**** Excerpt provided
Neo4j Enterprise Scale for Global Internet Applications

To get to this point and beyond, we have needed to lay an incremental foundation of capabilities delivered in previous releases.

In Neo4j 3.1, we implemented a modern, Raft-based Causal Clustering architecture that offered customers a new dimension of scaling flexibility while also providing improved redundancy guarantees.

Causal Clustering lets Neo4j separate read/write database activity across different roles within the cluster – core servers and read replicas – enabling massive throughput, read-time choice of consistency level including read-your-own-writes (RYOW), and high availability. The official drivers introduced in Neo4j 3.0 work with the binary Bolt protocol and the cluster to route queries across the cluster eliminating the need for an external load balancer.

From this foundation, we are pleased to announce that version 3.2 of Neo4j adds multi-data center support for Enterprise Edition customers looking to take their applications to the far edges of the Internet.

Multi-Data Center Support

One of the most significant new capabilities added in this release is that Neo4j is now multi-data center aware. This allows you to more run your Internet-scale applications more conveniently across continental data centers, which is increasingly becoming a requirement for many business applications.

Multi-data center support in Neo4j 3.2

Earlier versions of Neo4j could be run across data centers. We have dozens of customers doing this today. However the flat cluster topology that was the worldview of Neo4j and earlier versions gets to be limiting when seeking to optimize across a broad range of real-world geographical installation scenarios.

From Neo4j 3.2 onwards, each instance in a Causal Cluster can be made aware of the topology of the network(s) onto which it is deployed. All of the drivers also share this awareness.

This enables locality-affined load balancing and the ability for cluster synchronization to minimize the expense of time-consuming updates across the WAN. Hierarchies of local subclusters speed the delivery of updates from the cluster core all the way to its most distant replica by maximizing the opportunity for local core-to-replica and replica-to-replica updates.

Multi-data center awareness is enabled with a single switch in neo4j.conf.

In Neo4j 3.2, it is now possible to subdivide clusters such that write workload is directed only to the desired data center(s). This is done by assigning core servers to Cluster Core groups, and limiting the role to Raft Follower.

This is useful for applications that need to use one or more data centers for write activity, and another one or more data centers to support read workload. This hub-satellite topology (primary + secondary) is typical of many customer’s use of Causal Clustering, and has also been back-ported to Neo4j 3.1.

Multi-Data Center Configuration for Bolt Drivers

Cluster management rules are specified in the Bolt drivers (see below), eliminating the need for application developers to write cluster routing rules within the application itself. Once multi-DC support has been enabled, you can explicitly specify that an instance can belong to zero or more server groups which typically map to physical locations.

For example a server might belong to the groups Boston, US_East, and North_America.

Note that server group membership is explicit. The server will not infer that because it is in the Boston server group that it is also somehow part of the US_East group, for example.

To explicitly declare data center-based routing behavior, we use server group configuration data, to parameterize client (application) interactions with the cluster. Multiple policies can be established for specified server groups.
********
**** Data lines
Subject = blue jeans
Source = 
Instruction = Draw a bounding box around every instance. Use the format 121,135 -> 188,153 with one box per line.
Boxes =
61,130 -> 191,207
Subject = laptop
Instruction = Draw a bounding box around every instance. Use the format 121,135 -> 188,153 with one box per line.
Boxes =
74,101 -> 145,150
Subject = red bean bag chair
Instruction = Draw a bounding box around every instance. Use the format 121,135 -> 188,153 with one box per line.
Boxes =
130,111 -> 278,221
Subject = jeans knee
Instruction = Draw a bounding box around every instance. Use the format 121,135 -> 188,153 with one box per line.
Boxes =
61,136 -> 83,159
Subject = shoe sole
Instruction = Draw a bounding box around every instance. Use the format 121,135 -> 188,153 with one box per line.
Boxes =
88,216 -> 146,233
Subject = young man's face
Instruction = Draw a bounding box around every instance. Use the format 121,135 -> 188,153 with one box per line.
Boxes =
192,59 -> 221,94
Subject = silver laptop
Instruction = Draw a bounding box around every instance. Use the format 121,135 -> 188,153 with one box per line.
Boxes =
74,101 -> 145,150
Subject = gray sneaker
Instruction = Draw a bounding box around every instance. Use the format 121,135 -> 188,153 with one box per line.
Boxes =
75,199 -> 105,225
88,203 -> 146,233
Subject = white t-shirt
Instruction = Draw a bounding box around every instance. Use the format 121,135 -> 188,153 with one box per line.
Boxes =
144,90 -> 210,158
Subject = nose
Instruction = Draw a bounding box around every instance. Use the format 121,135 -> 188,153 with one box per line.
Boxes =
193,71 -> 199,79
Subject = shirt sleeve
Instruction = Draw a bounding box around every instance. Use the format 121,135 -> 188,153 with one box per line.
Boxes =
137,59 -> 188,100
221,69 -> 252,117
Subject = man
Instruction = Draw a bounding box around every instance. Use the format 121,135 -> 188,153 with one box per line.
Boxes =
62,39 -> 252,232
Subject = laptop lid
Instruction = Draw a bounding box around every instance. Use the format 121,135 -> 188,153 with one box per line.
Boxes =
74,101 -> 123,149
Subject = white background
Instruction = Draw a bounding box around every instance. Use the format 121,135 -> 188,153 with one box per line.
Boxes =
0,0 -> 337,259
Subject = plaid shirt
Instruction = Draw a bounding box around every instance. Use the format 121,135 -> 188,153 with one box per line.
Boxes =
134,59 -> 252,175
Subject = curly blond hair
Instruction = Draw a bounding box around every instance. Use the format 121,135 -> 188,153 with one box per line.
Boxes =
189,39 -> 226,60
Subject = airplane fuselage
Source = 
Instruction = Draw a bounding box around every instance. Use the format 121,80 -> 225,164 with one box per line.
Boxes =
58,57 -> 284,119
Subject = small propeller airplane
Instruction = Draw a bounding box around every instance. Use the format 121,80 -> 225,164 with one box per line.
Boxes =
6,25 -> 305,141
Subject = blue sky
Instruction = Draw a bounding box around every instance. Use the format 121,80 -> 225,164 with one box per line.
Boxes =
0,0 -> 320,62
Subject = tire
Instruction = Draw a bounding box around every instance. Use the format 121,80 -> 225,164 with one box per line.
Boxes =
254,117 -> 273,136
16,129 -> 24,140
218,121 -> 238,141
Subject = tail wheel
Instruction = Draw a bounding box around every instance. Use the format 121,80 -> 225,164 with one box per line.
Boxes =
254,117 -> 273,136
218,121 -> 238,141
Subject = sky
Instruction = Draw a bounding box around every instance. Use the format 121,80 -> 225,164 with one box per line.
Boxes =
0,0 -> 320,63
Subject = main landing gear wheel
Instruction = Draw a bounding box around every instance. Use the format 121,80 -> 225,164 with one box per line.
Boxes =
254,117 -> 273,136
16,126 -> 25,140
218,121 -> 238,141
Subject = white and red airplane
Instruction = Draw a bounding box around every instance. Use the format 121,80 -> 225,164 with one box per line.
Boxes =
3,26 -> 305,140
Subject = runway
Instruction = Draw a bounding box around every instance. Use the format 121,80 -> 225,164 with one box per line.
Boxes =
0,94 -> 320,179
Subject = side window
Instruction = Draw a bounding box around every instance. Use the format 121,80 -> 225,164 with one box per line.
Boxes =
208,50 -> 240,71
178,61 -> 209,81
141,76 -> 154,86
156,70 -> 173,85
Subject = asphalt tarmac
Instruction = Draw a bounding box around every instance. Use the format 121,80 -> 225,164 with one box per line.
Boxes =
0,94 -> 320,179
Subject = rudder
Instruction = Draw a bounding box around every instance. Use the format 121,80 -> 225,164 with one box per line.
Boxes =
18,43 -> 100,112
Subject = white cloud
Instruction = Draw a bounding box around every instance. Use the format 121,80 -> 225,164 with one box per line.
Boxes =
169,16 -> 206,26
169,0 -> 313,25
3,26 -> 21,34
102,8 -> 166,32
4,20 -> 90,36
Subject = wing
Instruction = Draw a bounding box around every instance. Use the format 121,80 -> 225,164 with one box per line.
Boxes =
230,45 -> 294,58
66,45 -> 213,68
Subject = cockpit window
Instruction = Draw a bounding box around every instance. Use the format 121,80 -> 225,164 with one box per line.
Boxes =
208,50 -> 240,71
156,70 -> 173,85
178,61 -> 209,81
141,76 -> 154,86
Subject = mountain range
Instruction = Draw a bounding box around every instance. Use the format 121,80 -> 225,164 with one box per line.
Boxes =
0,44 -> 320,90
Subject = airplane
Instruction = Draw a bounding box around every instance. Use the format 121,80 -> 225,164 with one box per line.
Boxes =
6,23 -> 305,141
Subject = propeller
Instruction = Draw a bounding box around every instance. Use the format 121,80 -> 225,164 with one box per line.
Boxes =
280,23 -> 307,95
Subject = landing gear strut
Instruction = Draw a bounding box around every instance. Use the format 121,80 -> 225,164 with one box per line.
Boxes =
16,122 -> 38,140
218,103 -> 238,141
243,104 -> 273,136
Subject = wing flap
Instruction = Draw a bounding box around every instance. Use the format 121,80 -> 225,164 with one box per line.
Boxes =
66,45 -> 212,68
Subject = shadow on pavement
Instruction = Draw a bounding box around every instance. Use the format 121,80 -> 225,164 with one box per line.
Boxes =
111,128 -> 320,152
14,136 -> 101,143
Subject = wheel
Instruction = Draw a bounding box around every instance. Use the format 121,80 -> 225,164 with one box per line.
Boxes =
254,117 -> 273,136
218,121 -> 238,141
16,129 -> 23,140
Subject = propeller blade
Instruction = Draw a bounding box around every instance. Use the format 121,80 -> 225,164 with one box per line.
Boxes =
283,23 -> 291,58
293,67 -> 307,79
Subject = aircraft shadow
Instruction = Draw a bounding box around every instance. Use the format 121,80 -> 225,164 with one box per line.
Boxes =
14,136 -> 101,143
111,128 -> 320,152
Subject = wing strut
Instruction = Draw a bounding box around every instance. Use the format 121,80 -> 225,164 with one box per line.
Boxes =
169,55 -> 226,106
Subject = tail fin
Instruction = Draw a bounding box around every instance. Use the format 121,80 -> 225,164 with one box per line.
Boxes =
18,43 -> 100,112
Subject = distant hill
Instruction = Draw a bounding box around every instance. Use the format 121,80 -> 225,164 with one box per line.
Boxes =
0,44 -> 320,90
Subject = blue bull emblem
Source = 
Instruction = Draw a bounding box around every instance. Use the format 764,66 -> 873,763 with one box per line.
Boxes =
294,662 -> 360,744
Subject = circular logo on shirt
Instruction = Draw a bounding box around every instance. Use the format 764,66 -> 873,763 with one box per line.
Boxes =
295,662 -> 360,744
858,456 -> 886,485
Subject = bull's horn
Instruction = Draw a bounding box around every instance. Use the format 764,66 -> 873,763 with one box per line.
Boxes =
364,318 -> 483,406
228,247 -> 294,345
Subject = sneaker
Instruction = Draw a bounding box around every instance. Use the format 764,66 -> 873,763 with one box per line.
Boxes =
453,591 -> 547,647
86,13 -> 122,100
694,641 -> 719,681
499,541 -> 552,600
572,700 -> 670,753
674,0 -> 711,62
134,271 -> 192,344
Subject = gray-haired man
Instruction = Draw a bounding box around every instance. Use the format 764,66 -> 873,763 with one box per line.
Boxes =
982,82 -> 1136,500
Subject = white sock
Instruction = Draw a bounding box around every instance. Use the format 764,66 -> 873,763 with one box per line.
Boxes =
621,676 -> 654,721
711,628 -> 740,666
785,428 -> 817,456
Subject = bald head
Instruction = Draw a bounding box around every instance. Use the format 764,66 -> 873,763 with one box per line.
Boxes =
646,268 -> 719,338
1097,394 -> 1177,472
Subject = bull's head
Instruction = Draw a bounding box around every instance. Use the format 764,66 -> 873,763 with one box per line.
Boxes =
********
[To do]
a) In the Neo4j excerpt, which version introduced the Raft-based Causal Clustering architecture?
b) Transcribe the Neo4j excerpt word for word between "From this foundation, we" and "of the Internet.", inclusive.

[Answers to the tasks]
a) Neo4j 3.1

b)
From this foundation, we are pleased to announce that version 3.2 of Neo4j adds multi-data center support for Enterprise Edition customers looking to take their applications to the far edges of the Internet.